**EXERCISE DIRECTIONS:**
Copy the material again with every "instance" replaced by "occurrence" and everything else left as it is. Leave the pictures out of your copy.

[Start of LISTED ENTRIES]

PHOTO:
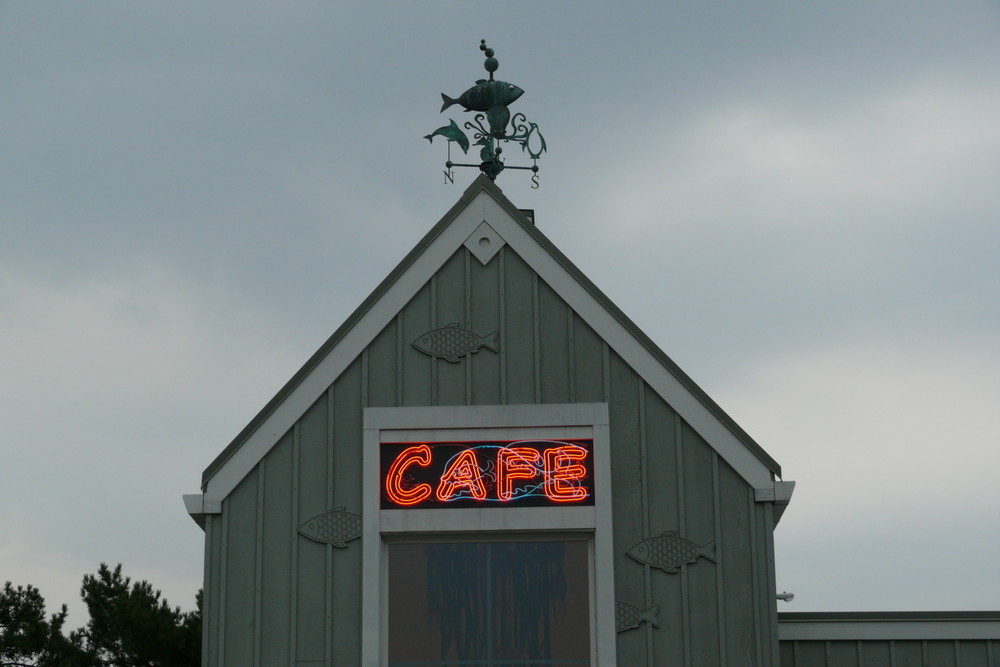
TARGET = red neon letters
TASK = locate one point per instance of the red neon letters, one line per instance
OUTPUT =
(462, 473)
(515, 463)
(419, 455)
(553, 471)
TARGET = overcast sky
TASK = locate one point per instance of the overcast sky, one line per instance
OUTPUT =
(798, 201)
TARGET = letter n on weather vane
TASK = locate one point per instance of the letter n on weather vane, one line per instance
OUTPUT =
(491, 126)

[End of LISTED ENTRIES]

**OUTPUT OF THE TASK:**
PHOTO:
TARGET = red neon letters
TASK = locate one point per occurrence of the red neon letters, one line per occurrence
OUTPUT =
(462, 473)
(515, 463)
(419, 455)
(553, 471)
TARGET = overcast sky
TASK = locate one point per occurrence of the overcast sky, one line per occurrence
OUTPUT =
(798, 201)
TARGET = letter n on weather vane
TASK = locate one point per occurrence of the letter n on weather vane, one line per occurrence
OUTPUT =
(491, 126)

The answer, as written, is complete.